Recopiez mot pour mot le passage du texte sur le campus de Google à Berlin, en commençant par "Tiraillée entre sa" et en allant jusqu'à "où siège Google.".

■ Extrait du texte:
....................
Tiraillée entre sa tradition libertaire et ses prétentions d'eldorado numérique embourgeoisé, Berlin voit exploser ses contradictions avec l'arrivée contestée d'un avant-poste du géant californien Google dans le quartier de Kreuzberg.
"Fuck off Google": entre manifestations mensuelles et tags rageurs, aucun des six projets de campus de Google à travers le monde n'a été accueilli aussi froidement que dans la capitale allemande.
Le géant du net prévoit d'installer en octobre, dans une friche industrielle de l'ouest de Berlin, 3.000 m2 de bureaux, cafés et espace de coworking, une vitrine locale de l'esprit californien de Mountain View, où siège Google.
Mais si à Séoul, Madrid, Varsovie ou Tel-Aviv le groupe a pu surfer sur son image d'employeur "cool", distribuant à volonté snacks, massages et pauses billard, Berlin le voit débarquer avec méfiance.
....................
■ Données:
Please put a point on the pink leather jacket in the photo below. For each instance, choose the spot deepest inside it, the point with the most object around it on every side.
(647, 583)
....................
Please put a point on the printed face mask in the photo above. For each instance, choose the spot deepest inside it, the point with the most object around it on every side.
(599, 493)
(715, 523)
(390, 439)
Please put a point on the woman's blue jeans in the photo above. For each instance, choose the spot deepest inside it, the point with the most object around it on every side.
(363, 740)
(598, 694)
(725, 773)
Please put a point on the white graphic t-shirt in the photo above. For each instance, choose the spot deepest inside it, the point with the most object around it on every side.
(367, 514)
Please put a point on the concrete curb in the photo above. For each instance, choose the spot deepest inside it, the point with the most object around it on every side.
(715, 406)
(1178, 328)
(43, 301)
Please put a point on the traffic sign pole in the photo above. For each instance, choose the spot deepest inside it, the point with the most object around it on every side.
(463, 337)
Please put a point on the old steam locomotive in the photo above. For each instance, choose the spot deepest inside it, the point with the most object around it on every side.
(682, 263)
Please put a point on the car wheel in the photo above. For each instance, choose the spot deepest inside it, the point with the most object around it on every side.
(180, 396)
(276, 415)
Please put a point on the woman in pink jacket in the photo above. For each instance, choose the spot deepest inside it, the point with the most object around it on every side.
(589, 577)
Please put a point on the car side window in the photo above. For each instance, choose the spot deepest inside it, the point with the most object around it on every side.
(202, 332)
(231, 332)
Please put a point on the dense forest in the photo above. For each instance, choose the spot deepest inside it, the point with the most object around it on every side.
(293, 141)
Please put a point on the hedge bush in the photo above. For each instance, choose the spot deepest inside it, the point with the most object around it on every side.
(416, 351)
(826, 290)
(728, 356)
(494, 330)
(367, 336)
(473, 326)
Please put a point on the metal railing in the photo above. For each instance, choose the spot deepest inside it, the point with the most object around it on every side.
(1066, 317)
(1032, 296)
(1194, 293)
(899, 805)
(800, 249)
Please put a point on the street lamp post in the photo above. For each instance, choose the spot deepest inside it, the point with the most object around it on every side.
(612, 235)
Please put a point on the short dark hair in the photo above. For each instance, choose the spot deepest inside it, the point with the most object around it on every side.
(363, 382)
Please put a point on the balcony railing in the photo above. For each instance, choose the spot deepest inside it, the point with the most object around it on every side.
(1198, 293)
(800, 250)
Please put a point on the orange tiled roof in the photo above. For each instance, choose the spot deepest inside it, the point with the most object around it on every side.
....................
■ Résultat:
Tiraillée entre sa tradition libertaire et ses prétentions d'eldorado numérique embourgeoisé, Berlin voit exploser ses contradictions avec l'arrivée contestée d'un avant-poste du géant californien Google dans le quartier de Kreuzberg.
"Fuck off Google": entre manifestations mensuelles et tags rageurs, aucun des six projets de campus de Google à travers le monde n'a été accueilli aussi froidement que dans la capitale allemande.
Le géant du net prévoit d'installer en octobre, dans une friche industrielle de l'ouest de Berlin, 3.000 m2 de bureaux, cafés et espace de coworking, une vitrine locale de l'esprit californien de Mountain View, où siège Google.